TEXT FOR ANALYSIS ->

Life, the economy, politics, health care, raising a family, and so on and so forth, are all terribly depressing, or they can be at times. Why do I need to know more than I already do, especially if I might have to think and feel as a result?

The same is true in some (most?) religious venues. Jesus loves me, this I know, for the Bible tells me so, or so the song lyrics go, but how do you really know? What does it mean? And what’s love got to do with it anyway? Aren’t we talking about obeying the will of God? Who is God? Is He judge, ruler, King, teacher, companion, and could He also be a man and a spirit?

Troubling questions, and a lot of people don’t want to ask troubling questions. They just want to believe what they’re told and have it start and stop there.

I suppose that’s cynical, but I’m one of those people who can’t stop asking questions, especially the stupid ones. No, I never had to nerve to ask stupid questions when I was in school, so I’m making up for lost time now. But if God is the teacher then at once, no question can be stupid and all questions are stupid because no human being can know anything about God. If we don’t ask all these dumb questions, we die in ignorance.

Sometimes I ask questions and people get angry. Sometimes people ask questions about what I said and my own ignorance is exposed for the world to see. No wonder we argue and fuss with each other so much on the Internet. Half the time we’re offended and the other half, we’re embarrassed.

The nature of a human being is to simply react, to throw back at others the medicine they mete out to you.

This is what Rava, the Babylonian Jewish sage, would advise: Ignore the urge to return bad with bad, hurt with hurt, scorn with scorn—and the heavens will ignore your scorning, your hurting, your acts that were less than good.

G‑d shadows man. Go beyond your nature with others and He will do the same with you.

-Rabbi Tzvi Freeman
“Unreacting”
Based on letters and talks of the Rebbe
Rabbi M. M. Schneerson
Chabad.org

But between the questions, the answers, and the audience of offended, embarrassed, and challenged human beings, there is a God and a teacher and a Father who watches and waits and hopes we’ll overlook each other’s faults as He chooses to overlook ours. He’s hoping that we will choose to be more like Him and display grace and forgiveness toward each other. If we call Jesus our Lord, Messiah, Savior and Rabbi (teacher) and we say we want to be more like him, then as his students, we should learn that the best answers to our questions aren’t just the words “mercy,” “grace,” “compassion,” and “forgiveness,” but living out the answers by showing people what the lesson really means.

Laughing with God

Deeper than the wisdom to create is the wisdom to repair.

And so, G-d built failure into His world, so that He could give Man His deepest wisdom. To repair.

-Rabbi Tzvi Freeman
“Repair”
Based on letters and talks of the Rebbe, Rabbi Menachem Mendel Schneerson
Chabad.org

How is repair deeper than creation?

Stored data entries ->
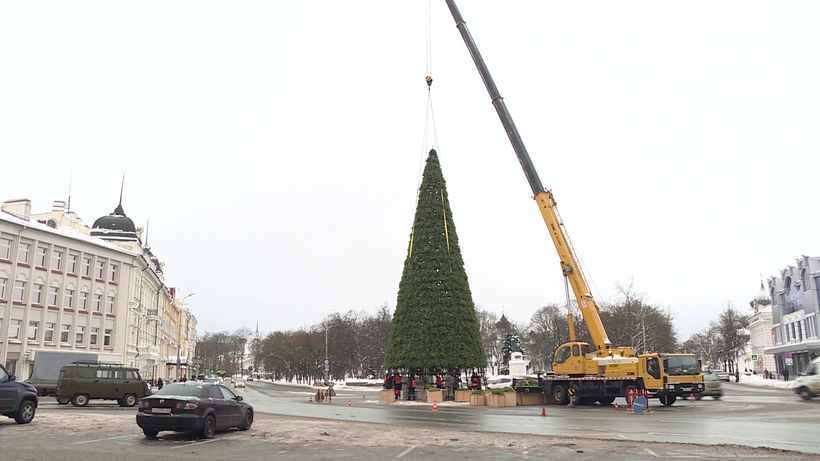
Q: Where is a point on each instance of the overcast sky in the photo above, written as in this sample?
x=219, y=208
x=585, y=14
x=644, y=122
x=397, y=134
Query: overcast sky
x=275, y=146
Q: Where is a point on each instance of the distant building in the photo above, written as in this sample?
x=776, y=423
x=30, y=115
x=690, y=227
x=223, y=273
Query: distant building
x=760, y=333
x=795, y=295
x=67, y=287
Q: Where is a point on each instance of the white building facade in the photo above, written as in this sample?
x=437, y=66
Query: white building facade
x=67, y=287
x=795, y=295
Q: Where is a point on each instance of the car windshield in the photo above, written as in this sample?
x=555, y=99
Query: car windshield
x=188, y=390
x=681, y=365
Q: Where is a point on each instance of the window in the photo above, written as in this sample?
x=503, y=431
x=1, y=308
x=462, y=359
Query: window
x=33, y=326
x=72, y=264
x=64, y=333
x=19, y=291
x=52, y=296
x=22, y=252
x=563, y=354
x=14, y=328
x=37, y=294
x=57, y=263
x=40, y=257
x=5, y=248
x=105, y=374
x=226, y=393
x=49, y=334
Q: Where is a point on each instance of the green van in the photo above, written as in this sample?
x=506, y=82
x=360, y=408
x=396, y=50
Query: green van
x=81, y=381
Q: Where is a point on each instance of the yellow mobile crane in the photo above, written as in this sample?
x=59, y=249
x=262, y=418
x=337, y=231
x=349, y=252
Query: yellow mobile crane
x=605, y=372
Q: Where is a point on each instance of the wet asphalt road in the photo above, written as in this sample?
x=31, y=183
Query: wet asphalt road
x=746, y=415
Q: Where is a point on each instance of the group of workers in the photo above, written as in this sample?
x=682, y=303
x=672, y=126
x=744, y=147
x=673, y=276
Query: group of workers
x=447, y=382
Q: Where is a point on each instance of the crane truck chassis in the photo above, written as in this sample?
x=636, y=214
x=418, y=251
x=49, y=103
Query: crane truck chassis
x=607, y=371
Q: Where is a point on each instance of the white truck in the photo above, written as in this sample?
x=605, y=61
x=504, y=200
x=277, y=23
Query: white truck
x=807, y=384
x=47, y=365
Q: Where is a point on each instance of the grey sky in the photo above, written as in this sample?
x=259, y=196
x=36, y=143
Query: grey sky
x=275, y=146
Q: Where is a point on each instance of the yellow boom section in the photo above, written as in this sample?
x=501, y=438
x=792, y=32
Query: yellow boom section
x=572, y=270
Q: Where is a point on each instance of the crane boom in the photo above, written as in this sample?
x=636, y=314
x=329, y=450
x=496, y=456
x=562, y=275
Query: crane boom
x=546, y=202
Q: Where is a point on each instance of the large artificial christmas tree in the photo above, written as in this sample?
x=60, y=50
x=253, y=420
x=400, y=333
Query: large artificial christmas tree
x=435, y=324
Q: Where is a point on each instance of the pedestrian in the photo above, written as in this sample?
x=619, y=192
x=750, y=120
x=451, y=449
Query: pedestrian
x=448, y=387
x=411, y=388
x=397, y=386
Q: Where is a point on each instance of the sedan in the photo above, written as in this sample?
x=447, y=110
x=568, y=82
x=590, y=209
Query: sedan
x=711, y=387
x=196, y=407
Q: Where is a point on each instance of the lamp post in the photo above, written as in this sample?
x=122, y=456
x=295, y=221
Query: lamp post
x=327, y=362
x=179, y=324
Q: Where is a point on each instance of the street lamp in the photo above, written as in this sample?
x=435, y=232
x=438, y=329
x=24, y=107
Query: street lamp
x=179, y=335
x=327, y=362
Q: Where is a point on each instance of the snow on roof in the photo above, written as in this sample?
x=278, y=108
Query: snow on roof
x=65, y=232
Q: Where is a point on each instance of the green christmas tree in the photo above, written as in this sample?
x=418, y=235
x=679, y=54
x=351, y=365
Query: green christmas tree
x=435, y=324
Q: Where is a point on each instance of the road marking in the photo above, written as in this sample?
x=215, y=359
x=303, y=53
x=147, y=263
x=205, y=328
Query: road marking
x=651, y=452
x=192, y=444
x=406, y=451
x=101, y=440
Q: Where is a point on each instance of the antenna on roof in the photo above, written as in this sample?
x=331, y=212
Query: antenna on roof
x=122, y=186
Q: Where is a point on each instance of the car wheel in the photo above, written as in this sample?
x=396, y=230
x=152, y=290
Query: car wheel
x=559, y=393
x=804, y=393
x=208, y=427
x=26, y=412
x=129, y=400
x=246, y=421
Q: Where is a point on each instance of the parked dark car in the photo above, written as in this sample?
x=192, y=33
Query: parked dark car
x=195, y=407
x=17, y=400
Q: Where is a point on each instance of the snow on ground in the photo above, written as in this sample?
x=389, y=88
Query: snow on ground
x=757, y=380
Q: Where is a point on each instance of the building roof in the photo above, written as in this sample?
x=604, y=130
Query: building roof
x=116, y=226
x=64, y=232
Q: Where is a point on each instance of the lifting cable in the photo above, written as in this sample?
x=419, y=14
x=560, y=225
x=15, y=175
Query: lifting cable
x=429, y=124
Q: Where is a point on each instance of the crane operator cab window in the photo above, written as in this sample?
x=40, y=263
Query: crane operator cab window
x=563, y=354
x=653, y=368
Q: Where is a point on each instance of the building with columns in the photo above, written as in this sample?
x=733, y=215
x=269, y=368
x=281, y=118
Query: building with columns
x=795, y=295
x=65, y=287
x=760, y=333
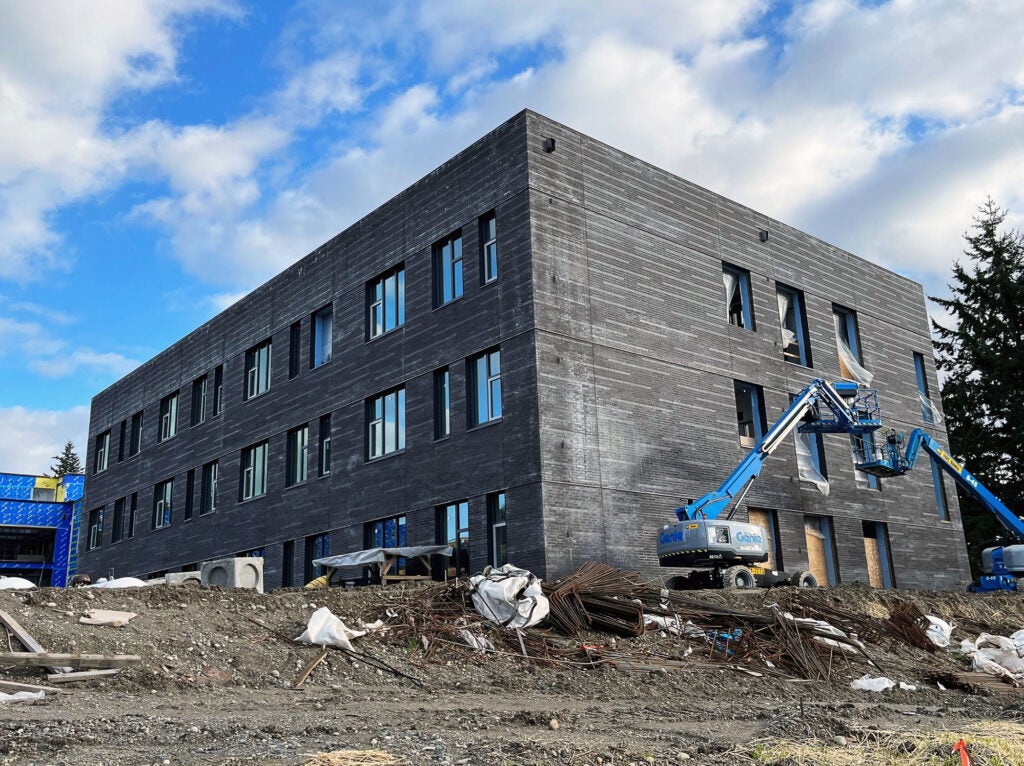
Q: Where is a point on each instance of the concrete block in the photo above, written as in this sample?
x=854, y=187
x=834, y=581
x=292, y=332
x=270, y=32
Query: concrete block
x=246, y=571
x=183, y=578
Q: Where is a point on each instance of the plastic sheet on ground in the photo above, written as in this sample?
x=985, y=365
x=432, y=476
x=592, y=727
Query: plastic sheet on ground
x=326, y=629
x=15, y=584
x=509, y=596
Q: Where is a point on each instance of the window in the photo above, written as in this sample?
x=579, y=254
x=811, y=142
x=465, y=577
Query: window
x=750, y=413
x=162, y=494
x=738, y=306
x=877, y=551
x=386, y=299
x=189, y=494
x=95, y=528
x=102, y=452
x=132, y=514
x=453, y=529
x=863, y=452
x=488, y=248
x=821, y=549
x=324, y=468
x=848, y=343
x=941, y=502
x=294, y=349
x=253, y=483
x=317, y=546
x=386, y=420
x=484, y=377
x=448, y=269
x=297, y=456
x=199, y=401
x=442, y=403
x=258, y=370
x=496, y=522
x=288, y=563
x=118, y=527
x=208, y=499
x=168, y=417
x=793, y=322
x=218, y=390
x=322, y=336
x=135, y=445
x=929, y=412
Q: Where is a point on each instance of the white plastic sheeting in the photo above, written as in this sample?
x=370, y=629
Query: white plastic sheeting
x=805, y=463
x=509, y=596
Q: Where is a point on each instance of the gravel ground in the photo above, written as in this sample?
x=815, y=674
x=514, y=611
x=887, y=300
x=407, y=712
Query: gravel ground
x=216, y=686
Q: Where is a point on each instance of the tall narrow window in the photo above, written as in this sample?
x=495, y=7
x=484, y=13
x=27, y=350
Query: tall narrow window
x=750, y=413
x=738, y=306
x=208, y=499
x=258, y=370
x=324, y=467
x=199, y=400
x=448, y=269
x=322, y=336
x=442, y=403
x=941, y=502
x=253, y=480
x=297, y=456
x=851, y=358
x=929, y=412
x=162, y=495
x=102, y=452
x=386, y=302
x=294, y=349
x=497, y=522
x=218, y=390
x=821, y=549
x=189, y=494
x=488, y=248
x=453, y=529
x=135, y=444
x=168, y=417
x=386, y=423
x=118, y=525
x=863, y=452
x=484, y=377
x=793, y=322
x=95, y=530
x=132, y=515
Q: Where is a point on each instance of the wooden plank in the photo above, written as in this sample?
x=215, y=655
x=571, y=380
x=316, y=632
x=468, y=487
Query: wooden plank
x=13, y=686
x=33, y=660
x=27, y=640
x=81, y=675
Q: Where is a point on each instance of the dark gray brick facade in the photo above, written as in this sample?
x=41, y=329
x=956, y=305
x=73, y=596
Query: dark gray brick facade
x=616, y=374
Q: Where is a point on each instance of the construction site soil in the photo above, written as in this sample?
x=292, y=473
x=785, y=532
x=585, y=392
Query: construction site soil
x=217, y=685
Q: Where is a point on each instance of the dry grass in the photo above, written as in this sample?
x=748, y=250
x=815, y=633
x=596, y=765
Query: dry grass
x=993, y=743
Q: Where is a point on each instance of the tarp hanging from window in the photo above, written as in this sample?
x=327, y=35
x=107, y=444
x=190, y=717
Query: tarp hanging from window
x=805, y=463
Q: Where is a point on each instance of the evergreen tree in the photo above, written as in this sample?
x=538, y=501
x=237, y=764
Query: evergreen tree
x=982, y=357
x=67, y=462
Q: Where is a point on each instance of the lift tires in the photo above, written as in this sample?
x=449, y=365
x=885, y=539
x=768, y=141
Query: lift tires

--

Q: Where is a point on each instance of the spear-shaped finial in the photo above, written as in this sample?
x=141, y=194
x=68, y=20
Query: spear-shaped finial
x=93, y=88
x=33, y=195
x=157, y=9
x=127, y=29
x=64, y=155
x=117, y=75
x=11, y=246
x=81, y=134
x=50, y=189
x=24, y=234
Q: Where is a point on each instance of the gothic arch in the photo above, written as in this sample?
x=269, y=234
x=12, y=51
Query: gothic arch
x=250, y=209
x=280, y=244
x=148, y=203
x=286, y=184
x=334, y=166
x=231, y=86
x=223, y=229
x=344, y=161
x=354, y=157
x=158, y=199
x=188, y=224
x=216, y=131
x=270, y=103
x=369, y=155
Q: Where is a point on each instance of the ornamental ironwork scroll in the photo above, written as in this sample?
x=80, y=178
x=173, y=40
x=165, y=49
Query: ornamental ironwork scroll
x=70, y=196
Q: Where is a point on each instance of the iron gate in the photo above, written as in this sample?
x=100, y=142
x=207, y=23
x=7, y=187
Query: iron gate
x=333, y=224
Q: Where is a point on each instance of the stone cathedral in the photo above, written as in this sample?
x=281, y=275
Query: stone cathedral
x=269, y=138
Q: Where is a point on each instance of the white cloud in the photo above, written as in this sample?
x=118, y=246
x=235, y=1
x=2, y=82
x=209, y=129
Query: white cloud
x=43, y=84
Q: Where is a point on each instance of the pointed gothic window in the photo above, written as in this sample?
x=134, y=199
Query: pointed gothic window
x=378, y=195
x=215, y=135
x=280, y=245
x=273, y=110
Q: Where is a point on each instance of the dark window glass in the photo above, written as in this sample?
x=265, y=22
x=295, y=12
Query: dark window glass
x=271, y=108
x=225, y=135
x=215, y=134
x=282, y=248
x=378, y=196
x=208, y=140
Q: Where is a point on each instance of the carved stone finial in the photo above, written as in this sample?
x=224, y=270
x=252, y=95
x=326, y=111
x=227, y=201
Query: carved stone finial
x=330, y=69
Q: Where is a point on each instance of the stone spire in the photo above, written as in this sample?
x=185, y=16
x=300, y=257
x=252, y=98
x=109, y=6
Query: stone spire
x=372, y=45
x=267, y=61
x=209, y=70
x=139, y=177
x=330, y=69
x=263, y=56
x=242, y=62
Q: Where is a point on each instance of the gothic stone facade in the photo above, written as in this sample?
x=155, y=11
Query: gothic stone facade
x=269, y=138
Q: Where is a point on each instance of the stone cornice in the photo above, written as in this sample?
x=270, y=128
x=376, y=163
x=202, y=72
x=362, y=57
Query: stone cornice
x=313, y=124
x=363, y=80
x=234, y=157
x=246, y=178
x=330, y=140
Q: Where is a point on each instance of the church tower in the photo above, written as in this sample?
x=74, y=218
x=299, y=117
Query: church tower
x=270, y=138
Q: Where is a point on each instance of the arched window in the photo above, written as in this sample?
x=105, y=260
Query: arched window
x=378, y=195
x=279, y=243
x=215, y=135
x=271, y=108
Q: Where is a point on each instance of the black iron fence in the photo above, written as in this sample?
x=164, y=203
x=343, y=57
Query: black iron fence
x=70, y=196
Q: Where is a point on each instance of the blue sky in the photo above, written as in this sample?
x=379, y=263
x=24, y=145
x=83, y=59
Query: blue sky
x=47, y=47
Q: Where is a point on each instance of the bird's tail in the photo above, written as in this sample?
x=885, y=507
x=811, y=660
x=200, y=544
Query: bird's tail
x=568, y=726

--

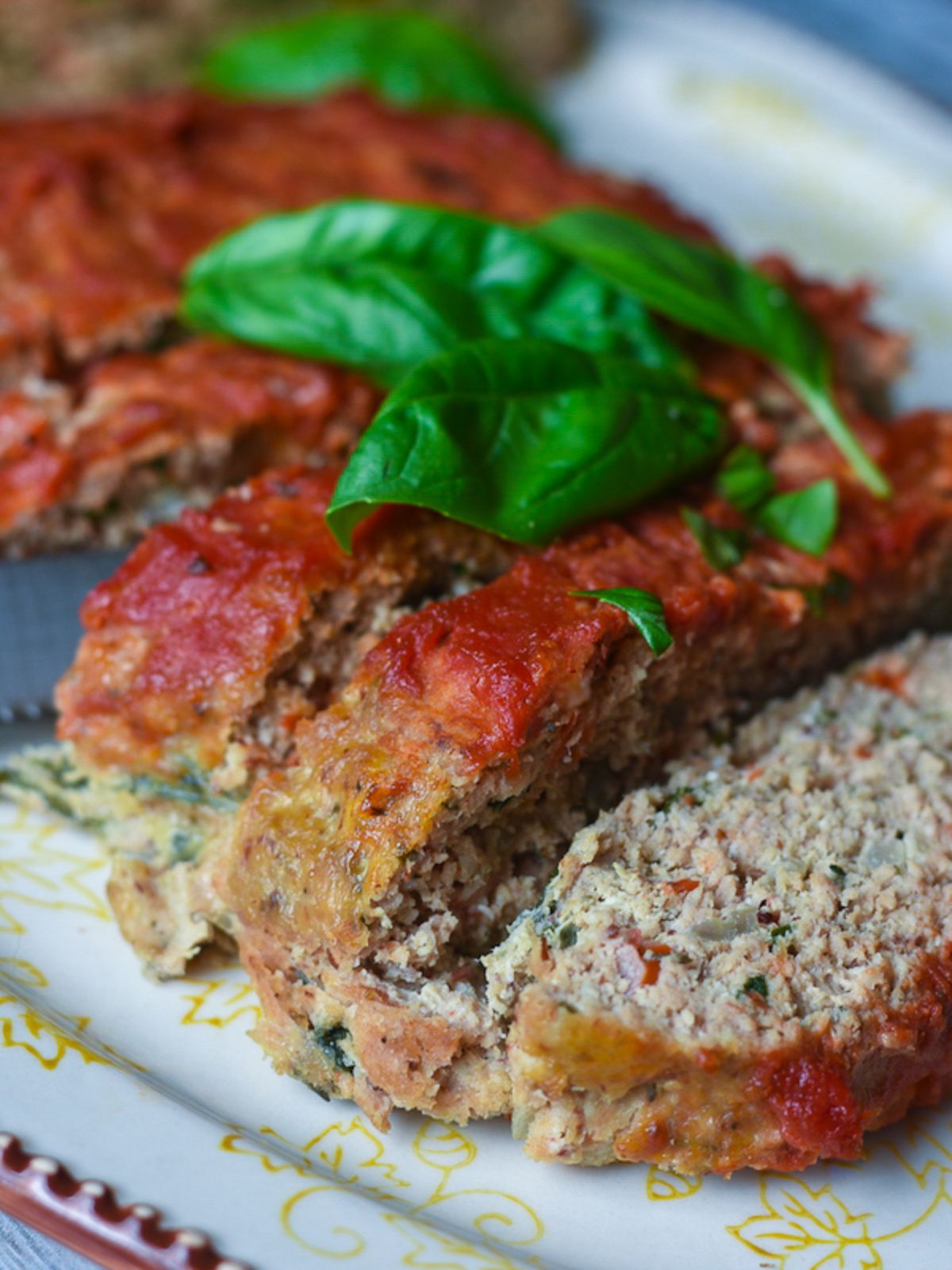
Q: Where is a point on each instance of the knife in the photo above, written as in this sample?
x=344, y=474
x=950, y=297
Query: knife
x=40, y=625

PROBLEMS AND TASKS ->
1) Print the part of the piece on asking questions starting with "Life, the economy, politics, health" and going on through "and stop there.".
2) In the piece on asking questions, how is Rava described?
The rows have nothing to do with this work.

RESULTS BY TASK ->
1)
Life, the economy, politics, health care, raising a family, and so on and so forth, are all terribly depressing, or they can be at times. Why do I need to know more than I already do, especially if I might have to think and feel as a result?

The same is true in some (most?) religious venues. Jesus loves me, this I know, for the Bible tells me so, or so the song lyrics go, but how do you really know? What does it mean? And what’s love got to do with it anyway? Aren’t we talking about obeying the will of God? Who is God? Is He judge, ruler, King, teacher, companion, and could He also be a man and a spirit?

Troubling questions, and a lot of people don’t want to ask troubling questions. They just want to believe what they’re told and have it start and stop there.

2) Rava is described as the Babylonian Jewish sage.